* Task: Exactly as they stand, set down the following records once more.
[Source material]
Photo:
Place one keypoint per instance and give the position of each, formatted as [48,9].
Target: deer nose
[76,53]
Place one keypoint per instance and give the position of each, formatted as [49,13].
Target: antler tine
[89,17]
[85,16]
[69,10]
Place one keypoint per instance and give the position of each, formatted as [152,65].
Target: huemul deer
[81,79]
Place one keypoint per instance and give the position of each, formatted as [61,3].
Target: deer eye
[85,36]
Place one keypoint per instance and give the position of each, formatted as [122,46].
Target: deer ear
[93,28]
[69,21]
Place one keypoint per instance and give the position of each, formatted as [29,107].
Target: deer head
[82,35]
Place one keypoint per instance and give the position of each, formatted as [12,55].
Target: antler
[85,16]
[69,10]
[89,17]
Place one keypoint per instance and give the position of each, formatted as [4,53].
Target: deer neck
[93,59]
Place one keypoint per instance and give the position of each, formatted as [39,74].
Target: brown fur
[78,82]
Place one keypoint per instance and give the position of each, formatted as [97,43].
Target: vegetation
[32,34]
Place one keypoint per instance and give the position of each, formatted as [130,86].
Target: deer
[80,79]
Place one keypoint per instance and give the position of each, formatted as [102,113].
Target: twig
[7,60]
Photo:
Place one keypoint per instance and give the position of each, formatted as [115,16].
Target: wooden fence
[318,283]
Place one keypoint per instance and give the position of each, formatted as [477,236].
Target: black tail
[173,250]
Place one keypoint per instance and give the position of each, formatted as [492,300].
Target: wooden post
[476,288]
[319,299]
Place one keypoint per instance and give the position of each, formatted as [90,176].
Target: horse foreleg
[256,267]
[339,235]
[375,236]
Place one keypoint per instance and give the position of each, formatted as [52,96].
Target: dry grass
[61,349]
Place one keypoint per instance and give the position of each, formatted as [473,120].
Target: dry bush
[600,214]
[/Source material]
* Written reply:
Photo:
Place one keypoint per instance and give the position of each, formatted as [48,9].
Target: deer nose
[76,53]
Place one keypoint per instance and give the position of each, formatted as [49,13].
Target: antler tine
[89,17]
[85,16]
[69,10]
Place one keypoint per instance and give the position of each, formatted as [152,65].
Target: huemul deer
[81,79]
Place one keypoint per instance and give the position of each, formatted as [61,3].
Target: deer eye
[85,36]
Place one keypoint per instance and give the position of each, formatted as [122,46].
Target: deer ear
[93,28]
[69,21]
Place one keypoint per instance and give the position of each, formatted as [29,107].
Target: deer head
[82,35]
Place one keypoint per instance and give the position of each, formatted as [12,55].
Target: antler
[85,16]
[69,10]
[89,17]
Place one keypoint per instance and give the position of each, formatted as [4,53].
Target: deer neck
[93,59]
Place one keypoint per instance and give the position of each, formatted as [39,74].
Target: brown fur
[78,82]
Place one keypoint per instance and give the position of each, formatted as [97,43].
Target: vegetation
[32,34]
Place one keypoint per instance and give the position of each, formatted as [130,86].
Target: deer
[80,79]
Place one keypoint per instance and give the position of each, formatted as [102,113].
Target: twig
[7,60]
Photo:
Place one keypoint per instance and give the position of each, formatted as [115,16].
Target: wooden fence
[318,283]
Place one keypoint per instance and give the position of each, formatted as [477,236].
Target: black tail
[173,250]
Place one keypoint per instance and give the position of each, formatted as [492,300].
Target: wooden post
[476,288]
[319,299]
Place one keypoint per instance and give the position of each, formatted as [90,176].
Target: horse foreleg
[256,267]
[339,235]
[375,236]
Place one keypoint per instance and give the position of each, formatted as [52,96].
Target: dry grass
[61,349]
Place one keypoint per instance and give the position of each, formatted as [473,120].
Target: dry bush
[600,214]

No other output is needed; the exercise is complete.